EXERCISE REQUIREMENTS
Print every line below that comes at or after the line containing "In the photograph above, where can the leaf", exactly as written.

Data extracted from a collection
==*==
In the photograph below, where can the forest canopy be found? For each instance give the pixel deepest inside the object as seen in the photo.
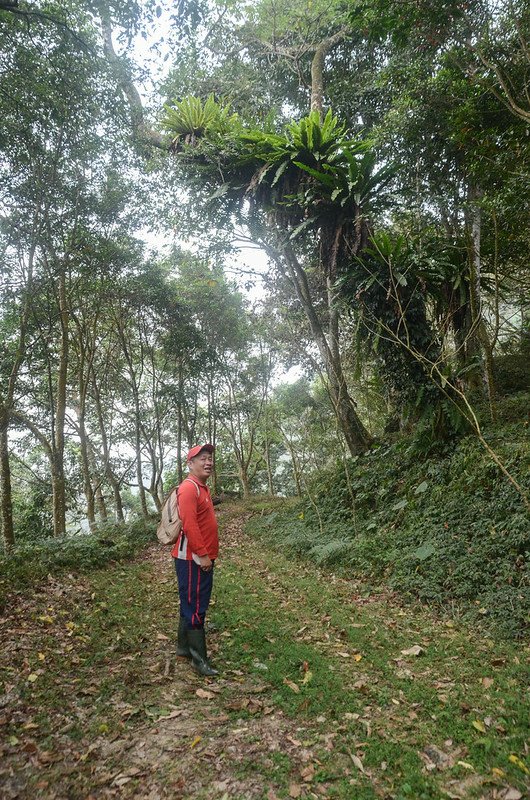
(201, 200)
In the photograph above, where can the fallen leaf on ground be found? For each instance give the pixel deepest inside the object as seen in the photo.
(416, 650)
(204, 694)
(357, 762)
(518, 763)
(512, 794)
(293, 686)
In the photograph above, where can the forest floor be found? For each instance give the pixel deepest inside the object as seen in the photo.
(328, 687)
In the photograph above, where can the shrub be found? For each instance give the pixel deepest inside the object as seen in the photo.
(448, 529)
(31, 562)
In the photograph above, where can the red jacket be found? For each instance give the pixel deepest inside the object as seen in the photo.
(199, 524)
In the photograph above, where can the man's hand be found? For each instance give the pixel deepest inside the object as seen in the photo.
(205, 563)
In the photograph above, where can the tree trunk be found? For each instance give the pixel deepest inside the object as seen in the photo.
(481, 343)
(357, 437)
(243, 479)
(85, 468)
(5, 489)
(113, 481)
(179, 424)
(58, 479)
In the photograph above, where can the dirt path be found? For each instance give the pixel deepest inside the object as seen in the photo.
(326, 690)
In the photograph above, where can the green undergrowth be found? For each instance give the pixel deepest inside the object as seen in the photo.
(342, 666)
(32, 562)
(448, 529)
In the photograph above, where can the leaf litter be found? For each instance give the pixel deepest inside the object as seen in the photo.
(186, 745)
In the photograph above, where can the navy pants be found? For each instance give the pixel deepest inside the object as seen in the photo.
(195, 589)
==*==
ANSWER
In the photograph above, where can the leaf litter be found? For each instance give the pixel deepest inside the object as seen in the photo.
(186, 745)
In the photograph above, where can the navy pants be found? For each instance give the pixel deepest inside the object as seen in the photo.
(195, 589)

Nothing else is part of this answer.